• WRITTEN REQUEST
Identify each line in the items below that contains the word "face", and copy those lines.

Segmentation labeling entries
###
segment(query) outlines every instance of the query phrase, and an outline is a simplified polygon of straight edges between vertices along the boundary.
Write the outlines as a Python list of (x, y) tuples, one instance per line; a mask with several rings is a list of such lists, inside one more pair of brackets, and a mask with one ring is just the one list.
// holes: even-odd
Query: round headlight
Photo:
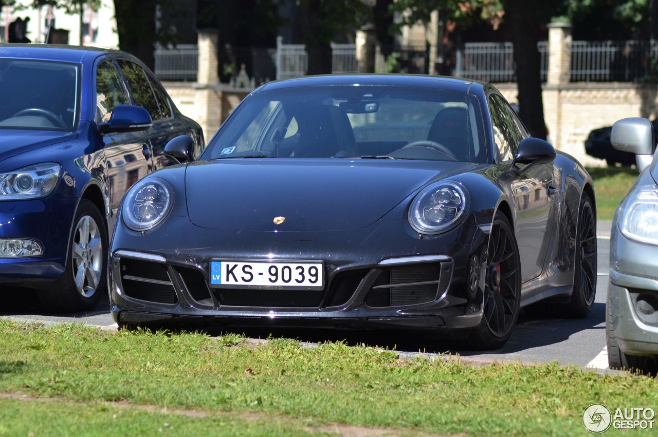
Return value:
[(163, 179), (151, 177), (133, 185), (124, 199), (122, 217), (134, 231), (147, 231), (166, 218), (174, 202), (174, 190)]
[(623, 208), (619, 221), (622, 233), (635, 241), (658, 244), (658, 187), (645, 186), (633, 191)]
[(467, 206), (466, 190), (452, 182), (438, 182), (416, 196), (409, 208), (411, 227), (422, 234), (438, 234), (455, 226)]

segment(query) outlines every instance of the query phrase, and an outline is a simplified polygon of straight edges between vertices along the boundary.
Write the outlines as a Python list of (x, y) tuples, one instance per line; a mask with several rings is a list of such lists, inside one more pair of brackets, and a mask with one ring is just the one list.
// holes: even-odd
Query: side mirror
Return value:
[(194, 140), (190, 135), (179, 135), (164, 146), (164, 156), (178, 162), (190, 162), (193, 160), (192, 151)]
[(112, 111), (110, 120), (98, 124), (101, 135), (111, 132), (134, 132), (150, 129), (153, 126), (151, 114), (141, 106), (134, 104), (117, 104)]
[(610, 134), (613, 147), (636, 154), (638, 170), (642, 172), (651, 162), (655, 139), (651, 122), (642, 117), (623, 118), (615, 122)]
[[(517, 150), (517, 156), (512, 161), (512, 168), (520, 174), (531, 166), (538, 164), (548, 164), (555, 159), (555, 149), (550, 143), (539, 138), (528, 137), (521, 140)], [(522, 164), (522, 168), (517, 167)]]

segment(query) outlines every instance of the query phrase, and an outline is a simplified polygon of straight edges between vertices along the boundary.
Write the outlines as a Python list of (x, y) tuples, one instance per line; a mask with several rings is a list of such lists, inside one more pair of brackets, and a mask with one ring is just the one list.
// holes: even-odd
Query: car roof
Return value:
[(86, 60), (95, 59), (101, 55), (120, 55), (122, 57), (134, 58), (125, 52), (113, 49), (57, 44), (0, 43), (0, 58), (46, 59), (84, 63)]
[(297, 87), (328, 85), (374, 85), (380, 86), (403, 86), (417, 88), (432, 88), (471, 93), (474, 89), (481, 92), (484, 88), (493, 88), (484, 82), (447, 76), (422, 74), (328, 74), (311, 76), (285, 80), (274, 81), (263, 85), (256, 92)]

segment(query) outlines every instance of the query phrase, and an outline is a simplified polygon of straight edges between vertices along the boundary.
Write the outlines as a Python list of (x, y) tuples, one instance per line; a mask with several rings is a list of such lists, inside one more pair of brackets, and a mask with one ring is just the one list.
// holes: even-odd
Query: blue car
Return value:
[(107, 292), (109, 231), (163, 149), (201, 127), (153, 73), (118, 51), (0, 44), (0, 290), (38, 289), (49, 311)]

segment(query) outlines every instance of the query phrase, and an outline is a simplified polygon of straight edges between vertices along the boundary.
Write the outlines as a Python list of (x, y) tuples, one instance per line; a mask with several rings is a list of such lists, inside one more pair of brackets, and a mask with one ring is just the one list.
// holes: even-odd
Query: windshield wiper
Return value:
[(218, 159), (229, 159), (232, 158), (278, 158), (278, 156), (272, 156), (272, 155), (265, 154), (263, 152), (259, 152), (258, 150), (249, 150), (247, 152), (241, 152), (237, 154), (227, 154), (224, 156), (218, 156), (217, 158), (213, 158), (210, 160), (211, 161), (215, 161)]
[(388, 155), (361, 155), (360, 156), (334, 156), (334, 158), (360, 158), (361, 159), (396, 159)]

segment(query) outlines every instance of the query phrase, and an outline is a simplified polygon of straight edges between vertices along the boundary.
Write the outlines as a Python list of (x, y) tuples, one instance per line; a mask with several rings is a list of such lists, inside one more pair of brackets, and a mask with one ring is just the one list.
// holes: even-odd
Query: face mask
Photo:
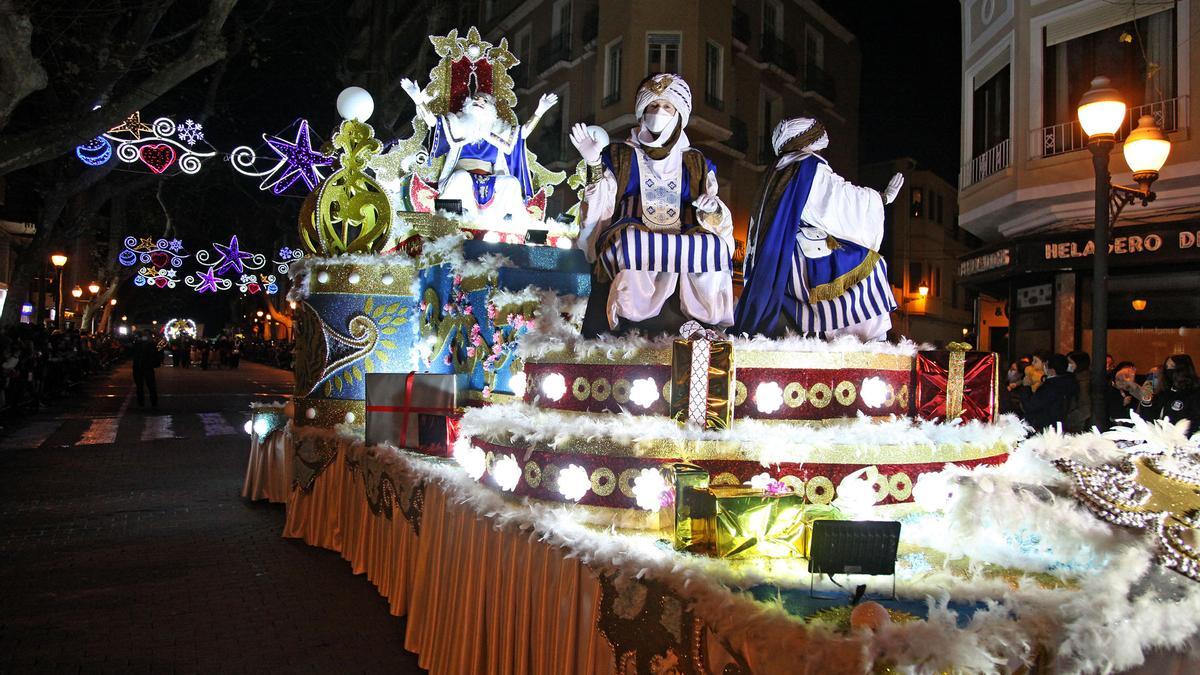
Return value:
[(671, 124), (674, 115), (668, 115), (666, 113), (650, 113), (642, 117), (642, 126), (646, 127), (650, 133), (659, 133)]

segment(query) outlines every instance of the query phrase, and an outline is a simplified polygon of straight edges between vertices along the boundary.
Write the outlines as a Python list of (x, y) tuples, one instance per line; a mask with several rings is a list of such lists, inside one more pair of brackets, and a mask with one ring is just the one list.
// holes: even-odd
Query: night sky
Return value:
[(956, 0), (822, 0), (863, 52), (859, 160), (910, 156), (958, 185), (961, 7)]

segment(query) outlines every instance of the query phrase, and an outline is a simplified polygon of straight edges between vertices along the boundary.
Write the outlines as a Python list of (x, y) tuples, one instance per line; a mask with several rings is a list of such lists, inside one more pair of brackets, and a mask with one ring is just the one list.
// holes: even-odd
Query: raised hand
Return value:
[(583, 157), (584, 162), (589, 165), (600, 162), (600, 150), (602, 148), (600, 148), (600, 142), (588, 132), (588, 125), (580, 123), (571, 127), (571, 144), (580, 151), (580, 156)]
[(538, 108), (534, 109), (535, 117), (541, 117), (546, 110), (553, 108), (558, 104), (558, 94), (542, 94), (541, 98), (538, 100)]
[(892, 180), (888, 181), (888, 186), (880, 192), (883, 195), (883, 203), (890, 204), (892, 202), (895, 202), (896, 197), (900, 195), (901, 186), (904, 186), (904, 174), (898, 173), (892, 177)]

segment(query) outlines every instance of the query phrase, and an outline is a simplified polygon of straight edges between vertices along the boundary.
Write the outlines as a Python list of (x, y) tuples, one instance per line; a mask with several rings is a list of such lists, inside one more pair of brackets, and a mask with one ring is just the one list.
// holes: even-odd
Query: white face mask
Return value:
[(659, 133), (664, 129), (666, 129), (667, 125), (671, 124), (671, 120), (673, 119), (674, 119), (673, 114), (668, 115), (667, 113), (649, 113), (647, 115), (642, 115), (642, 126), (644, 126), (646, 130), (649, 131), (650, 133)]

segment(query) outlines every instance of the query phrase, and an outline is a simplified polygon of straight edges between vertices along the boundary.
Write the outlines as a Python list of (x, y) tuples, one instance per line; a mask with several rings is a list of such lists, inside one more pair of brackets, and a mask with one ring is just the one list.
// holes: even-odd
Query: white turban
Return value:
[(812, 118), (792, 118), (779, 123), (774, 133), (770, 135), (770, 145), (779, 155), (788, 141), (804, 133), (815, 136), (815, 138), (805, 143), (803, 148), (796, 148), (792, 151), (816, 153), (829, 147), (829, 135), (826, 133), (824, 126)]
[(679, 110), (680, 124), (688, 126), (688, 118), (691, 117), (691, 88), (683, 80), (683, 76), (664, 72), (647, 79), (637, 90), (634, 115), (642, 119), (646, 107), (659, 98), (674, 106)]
###
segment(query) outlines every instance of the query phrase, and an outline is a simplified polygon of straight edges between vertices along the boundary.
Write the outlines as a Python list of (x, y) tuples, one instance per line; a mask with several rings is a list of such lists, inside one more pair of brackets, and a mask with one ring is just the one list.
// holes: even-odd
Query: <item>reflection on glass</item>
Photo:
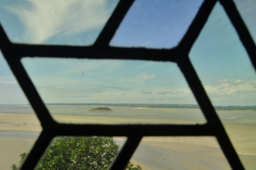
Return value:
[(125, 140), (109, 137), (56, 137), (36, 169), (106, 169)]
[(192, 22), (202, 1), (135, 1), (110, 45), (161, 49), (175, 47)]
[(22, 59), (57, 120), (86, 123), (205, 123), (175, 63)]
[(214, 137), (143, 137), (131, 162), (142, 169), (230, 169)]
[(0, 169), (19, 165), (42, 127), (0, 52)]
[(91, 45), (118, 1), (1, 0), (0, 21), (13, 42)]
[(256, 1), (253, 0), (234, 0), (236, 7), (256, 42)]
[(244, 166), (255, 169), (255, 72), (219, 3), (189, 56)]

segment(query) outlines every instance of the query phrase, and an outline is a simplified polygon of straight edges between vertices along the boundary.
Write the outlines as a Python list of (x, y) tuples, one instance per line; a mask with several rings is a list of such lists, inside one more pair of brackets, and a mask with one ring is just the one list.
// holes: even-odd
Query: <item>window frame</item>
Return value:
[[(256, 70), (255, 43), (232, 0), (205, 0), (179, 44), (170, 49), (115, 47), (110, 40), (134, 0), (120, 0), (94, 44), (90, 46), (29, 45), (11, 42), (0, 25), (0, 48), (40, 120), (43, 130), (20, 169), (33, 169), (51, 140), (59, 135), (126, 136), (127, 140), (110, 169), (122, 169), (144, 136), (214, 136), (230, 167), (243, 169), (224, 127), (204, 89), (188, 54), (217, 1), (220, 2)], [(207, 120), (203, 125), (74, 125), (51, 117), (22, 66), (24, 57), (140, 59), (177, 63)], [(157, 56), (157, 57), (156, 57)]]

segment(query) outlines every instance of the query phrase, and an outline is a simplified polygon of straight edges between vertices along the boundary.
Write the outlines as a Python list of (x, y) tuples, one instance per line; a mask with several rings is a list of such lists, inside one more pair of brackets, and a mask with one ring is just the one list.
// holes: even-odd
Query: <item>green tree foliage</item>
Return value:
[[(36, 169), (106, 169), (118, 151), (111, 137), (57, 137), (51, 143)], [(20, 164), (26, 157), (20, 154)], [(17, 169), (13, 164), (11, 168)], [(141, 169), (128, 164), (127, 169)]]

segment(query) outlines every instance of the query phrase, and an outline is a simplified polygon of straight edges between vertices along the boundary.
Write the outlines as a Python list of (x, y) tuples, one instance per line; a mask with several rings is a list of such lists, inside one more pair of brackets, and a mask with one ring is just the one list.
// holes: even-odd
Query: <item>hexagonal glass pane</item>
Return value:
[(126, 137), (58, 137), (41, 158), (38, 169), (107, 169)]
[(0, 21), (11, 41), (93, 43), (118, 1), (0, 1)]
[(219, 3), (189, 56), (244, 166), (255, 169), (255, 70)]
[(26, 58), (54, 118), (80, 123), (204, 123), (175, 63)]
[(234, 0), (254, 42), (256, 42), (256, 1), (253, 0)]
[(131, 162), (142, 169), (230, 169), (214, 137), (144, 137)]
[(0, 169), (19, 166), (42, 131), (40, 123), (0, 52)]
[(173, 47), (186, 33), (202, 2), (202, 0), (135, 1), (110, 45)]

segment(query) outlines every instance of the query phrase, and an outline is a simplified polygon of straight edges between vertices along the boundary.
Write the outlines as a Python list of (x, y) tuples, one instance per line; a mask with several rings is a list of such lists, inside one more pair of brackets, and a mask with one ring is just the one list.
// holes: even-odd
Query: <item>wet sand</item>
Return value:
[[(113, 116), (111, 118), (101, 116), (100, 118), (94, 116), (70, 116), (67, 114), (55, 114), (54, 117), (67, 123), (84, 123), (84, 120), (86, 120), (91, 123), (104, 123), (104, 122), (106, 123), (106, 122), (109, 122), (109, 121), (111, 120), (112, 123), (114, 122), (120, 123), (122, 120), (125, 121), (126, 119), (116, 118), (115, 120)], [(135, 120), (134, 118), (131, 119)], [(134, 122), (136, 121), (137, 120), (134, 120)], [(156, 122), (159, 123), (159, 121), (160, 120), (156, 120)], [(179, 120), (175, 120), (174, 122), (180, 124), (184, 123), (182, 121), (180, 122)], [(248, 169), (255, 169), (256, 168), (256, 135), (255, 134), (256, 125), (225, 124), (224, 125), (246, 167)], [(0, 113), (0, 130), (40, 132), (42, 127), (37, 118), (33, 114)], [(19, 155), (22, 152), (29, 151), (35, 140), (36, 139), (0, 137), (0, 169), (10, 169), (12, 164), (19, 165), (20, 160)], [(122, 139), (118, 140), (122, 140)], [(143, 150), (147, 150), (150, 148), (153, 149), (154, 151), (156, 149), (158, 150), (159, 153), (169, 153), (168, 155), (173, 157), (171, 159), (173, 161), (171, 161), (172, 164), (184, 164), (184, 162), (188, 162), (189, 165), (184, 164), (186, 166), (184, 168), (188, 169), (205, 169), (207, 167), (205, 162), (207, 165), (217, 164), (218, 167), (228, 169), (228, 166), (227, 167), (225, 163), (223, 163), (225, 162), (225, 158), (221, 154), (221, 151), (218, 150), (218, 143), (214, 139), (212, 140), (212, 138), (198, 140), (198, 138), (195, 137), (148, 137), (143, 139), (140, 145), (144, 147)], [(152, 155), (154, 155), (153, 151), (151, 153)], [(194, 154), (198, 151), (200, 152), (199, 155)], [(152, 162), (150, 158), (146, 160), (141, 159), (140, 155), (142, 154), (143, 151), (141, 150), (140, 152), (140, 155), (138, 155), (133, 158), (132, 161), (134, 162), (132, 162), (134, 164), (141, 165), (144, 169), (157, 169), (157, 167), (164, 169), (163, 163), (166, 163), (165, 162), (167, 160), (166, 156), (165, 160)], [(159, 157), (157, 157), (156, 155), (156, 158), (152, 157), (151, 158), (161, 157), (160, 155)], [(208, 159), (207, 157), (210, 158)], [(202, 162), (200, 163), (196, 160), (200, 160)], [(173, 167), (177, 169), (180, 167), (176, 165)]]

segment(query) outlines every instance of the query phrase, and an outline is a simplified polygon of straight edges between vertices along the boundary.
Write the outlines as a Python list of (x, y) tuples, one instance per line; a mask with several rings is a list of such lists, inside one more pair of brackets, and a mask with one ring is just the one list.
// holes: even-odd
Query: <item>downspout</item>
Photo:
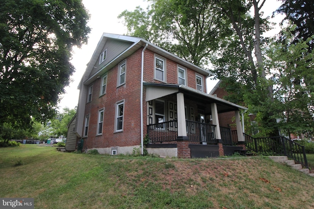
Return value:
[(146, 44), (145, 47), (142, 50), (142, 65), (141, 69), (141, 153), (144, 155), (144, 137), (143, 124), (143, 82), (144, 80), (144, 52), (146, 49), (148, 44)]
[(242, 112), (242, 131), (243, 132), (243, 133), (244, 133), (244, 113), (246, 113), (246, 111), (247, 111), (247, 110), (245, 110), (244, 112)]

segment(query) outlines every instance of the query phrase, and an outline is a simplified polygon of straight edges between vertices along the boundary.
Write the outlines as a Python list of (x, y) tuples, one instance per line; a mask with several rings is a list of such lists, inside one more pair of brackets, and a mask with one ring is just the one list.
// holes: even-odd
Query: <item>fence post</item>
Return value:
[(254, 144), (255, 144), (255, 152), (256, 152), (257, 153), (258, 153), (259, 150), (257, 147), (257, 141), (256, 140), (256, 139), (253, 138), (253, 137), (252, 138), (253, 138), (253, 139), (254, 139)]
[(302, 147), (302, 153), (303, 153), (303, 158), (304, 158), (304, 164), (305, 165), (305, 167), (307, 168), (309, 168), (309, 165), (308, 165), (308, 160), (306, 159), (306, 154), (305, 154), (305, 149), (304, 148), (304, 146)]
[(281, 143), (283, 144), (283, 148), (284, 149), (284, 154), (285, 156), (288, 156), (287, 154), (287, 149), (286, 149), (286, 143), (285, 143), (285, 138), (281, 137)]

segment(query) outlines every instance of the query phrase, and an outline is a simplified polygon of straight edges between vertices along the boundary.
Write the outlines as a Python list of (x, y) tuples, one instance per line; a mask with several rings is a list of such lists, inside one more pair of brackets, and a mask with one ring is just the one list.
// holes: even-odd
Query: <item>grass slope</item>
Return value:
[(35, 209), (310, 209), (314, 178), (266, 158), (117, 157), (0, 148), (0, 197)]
###
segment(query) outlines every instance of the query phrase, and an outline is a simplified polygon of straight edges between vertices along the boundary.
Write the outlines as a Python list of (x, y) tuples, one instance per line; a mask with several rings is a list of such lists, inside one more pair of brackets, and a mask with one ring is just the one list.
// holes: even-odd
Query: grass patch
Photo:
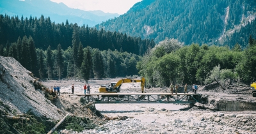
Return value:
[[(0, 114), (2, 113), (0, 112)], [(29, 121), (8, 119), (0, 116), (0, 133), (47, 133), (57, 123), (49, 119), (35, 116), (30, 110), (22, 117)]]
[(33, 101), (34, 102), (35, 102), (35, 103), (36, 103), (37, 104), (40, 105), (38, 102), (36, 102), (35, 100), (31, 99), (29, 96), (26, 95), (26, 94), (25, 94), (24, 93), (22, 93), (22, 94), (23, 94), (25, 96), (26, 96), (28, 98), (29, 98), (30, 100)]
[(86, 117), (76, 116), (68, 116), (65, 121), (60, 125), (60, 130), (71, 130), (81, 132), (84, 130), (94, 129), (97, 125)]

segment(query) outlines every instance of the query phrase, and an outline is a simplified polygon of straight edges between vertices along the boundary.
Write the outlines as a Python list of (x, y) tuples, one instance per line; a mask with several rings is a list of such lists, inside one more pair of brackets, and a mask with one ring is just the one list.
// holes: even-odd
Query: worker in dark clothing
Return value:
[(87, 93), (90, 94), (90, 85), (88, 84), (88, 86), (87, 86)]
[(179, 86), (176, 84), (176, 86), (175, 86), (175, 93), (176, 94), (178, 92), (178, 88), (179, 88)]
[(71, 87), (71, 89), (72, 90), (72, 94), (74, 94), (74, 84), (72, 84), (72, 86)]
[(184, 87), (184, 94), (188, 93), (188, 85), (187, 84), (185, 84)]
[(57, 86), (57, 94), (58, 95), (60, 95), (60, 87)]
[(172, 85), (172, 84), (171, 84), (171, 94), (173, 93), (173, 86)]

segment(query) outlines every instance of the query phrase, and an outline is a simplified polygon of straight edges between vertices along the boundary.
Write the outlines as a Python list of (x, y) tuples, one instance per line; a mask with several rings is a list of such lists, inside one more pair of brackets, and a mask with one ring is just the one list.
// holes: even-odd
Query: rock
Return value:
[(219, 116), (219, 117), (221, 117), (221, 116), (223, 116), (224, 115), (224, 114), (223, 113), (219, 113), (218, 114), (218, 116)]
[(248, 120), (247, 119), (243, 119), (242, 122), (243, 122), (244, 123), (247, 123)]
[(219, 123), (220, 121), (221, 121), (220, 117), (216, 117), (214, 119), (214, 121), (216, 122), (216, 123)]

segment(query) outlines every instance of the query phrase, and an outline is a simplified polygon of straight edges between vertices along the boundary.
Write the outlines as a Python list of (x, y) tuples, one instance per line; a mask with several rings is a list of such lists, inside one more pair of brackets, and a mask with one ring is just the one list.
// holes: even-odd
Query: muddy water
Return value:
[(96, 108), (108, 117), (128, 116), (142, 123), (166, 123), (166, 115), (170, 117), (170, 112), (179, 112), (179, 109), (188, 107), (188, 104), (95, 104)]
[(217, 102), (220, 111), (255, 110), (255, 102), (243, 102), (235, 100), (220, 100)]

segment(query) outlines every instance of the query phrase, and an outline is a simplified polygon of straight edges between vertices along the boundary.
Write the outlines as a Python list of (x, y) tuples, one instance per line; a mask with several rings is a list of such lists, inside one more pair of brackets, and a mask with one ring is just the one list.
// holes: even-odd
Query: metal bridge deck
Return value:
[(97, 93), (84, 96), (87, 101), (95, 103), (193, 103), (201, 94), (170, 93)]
###
• TASK OUTPUT
Query: face mask
Query: white face mask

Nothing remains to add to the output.